# Что нужно сделать:
**A)** По фрагменту текста ответьте на вопросы:
(i) Какую модель теоретики первой группы приняли как нормативную?
(ii) Что, по мнению этих теоретиков, оправдывает ситуация «провала рынка»?
(iii) Какая школа составляла ядро второй группы?
**B)** Замените «чикагская школа» на «венская школа» и приведите заново часть фрагмента текста от слов «В оппозиции к» до слов «и допущение постоянства.».

# Фрагмент текста:
==================================================

Хесус Уэрта де Сото -Австрийская экономическая школа: рынок и предпринимательское творчество
Теоретики этой группы, в которую вошли также Кеннет Эрроу, Джерард Дебрё, Фрэнк Хан, а позднее и Джозеф Стиглиц, приняли конкурентно-равновесную модель как нормативную, как идеальное состояние реальной экономической жизни. Поэтому когда они замечали, что реальные условия не соответствуют равновесию в условиях совершенной конкуренции, то воображали, что выявили ситуацию «провала рынка», оправдывающую немедленное вмешательство государства, которое должно сдвинуть ситуацию к идеалу, представленному моделью общего равновесия.
В оппозиции к первому лагерю сформировался второй, куда вошли теоретики равновесия, несмотря на это, являвшиеся сторонниками рыночной экономики. Ядро этой группы составляла чикагская школа, а среди ее ведущих авторов числились Милтон Фридмен, Джордж Стиглер, Роберт Лукас и Гэри Беккер, которых объединяла приверженность таким теоретическим принципам, как модель равновесия, принцип максимизации и допущение постоянства.

==================================================

# Собранные данные:
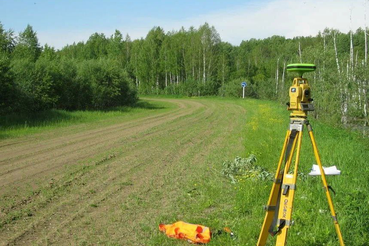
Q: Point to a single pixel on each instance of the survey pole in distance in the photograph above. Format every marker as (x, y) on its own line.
(243, 84)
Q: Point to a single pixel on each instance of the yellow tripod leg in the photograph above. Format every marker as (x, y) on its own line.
(325, 184)
(287, 196)
(273, 197)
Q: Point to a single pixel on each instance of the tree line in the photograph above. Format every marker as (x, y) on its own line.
(109, 71)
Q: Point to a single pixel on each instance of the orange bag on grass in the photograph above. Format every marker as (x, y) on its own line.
(190, 232)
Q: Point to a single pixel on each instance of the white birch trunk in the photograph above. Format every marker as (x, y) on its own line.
(335, 52)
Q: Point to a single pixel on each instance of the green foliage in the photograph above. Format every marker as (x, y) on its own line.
(244, 168)
(106, 71)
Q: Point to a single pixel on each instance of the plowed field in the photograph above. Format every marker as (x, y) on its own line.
(112, 184)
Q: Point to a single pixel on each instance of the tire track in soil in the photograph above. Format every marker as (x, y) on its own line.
(184, 112)
(52, 225)
(47, 159)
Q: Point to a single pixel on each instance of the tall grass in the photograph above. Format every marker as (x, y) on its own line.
(265, 130)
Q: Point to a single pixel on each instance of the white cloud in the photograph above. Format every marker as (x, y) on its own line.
(287, 18)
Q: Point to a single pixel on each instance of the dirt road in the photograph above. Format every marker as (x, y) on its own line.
(107, 185)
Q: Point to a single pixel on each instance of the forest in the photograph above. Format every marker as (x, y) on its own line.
(105, 72)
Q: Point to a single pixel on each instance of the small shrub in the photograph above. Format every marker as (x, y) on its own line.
(244, 168)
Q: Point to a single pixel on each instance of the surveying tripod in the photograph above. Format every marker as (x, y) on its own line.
(278, 220)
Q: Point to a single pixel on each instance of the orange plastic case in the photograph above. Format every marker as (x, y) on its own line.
(191, 232)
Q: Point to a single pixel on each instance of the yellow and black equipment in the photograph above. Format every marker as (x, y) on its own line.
(278, 218)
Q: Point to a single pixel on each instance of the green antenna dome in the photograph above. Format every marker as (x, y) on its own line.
(301, 68)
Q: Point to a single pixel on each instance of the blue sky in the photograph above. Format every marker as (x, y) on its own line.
(62, 22)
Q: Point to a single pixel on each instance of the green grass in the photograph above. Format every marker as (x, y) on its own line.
(206, 197)
(23, 124)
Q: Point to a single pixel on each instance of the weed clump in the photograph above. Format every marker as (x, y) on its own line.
(244, 168)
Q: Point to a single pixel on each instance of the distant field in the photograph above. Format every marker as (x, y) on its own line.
(110, 178)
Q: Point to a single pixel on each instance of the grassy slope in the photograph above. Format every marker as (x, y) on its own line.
(199, 194)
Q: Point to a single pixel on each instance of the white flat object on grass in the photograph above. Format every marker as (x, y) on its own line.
(327, 170)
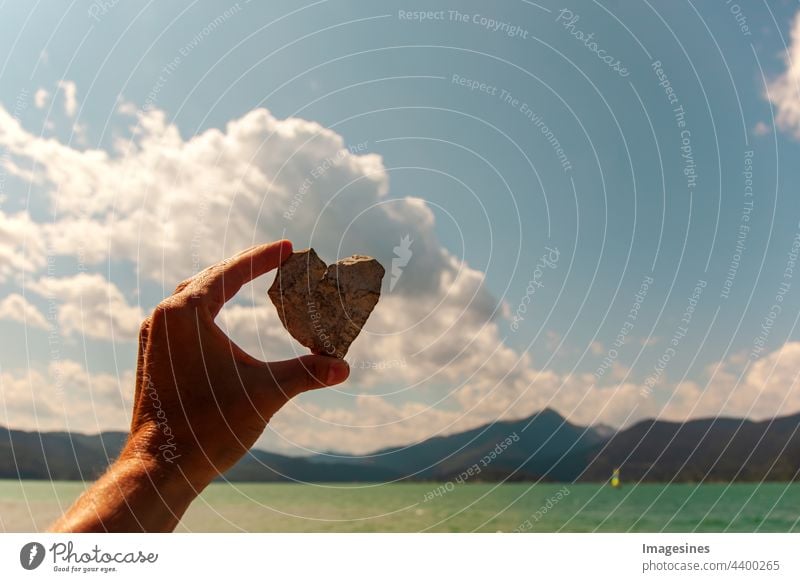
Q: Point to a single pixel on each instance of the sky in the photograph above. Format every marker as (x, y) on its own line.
(590, 206)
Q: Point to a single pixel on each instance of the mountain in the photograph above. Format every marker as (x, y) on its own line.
(63, 456)
(543, 446)
(536, 443)
(714, 449)
(56, 455)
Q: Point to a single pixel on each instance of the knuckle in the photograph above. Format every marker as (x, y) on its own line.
(145, 325)
(183, 285)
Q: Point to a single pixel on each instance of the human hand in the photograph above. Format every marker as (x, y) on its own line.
(200, 402)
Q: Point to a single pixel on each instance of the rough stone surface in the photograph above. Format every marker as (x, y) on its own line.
(324, 308)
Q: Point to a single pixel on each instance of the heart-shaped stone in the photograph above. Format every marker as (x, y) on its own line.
(324, 308)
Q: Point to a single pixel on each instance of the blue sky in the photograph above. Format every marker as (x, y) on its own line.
(452, 124)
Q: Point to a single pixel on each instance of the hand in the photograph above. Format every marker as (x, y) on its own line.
(200, 402)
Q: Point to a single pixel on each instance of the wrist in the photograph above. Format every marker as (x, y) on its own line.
(166, 469)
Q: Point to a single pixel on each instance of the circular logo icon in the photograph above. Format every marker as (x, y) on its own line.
(31, 555)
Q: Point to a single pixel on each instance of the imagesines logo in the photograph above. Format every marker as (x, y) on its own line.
(31, 555)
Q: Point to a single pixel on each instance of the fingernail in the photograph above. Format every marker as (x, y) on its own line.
(337, 372)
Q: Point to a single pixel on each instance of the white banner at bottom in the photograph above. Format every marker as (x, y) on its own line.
(402, 557)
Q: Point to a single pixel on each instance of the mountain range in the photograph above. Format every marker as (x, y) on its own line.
(542, 447)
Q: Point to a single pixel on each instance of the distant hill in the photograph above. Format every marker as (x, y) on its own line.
(543, 446)
(541, 440)
(714, 449)
(63, 456)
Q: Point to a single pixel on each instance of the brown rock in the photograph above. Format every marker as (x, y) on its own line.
(324, 308)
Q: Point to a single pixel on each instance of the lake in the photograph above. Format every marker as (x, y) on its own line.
(415, 507)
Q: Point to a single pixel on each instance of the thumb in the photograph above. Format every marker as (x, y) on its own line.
(307, 373)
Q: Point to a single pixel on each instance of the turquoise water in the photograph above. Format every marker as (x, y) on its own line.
(771, 507)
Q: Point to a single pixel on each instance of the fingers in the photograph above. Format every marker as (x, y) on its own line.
(219, 283)
(305, 373)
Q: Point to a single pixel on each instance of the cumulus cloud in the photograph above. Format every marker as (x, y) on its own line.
(432, 358)
(15, 307)
(784, 90)
(21, 248)
(64, 395)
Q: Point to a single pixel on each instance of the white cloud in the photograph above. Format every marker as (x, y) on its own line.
(70, 92)
(65, 396)
(90, 305)
(15, 307)
(761, 129)
(169, 206)
(21, 248)
(784, 91)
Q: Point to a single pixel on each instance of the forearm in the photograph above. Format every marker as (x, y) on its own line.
(135, 494)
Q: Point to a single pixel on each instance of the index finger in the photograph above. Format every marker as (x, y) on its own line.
(224, 279)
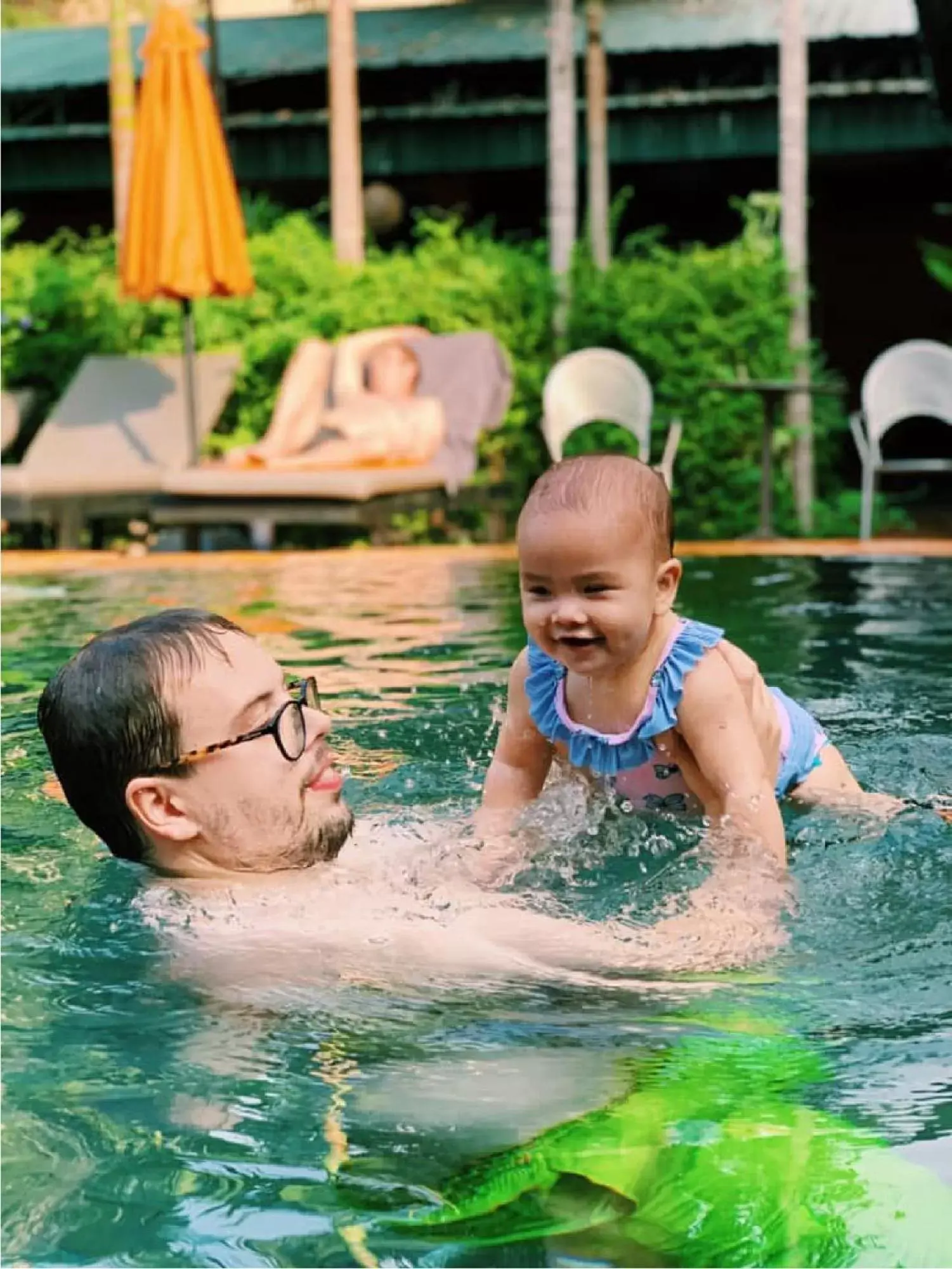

==================================================

# Ожидаемые ответы:
**A)**
(i) Конкурентно-равновесную модель.
(ii) Немедленное вмешательство государства.
(iii) Чикагская школа.

**B)**
В оппозиции к первому лагерю сформировался второй, куда вошли теоретики равновесия, несмотря на это, являвшиеся сторонниками рыночной экономики. Ядро этой группы составляла венская школа, а среди ее ведущих авторов числились Милтон Фридмен, Джордж Стиглер, Роберт Лукас и Гэри Беккер, которых объединяла приверженность таким теоретическим принципам, как модель равновесия, принцип максимизации и допущение постоянства.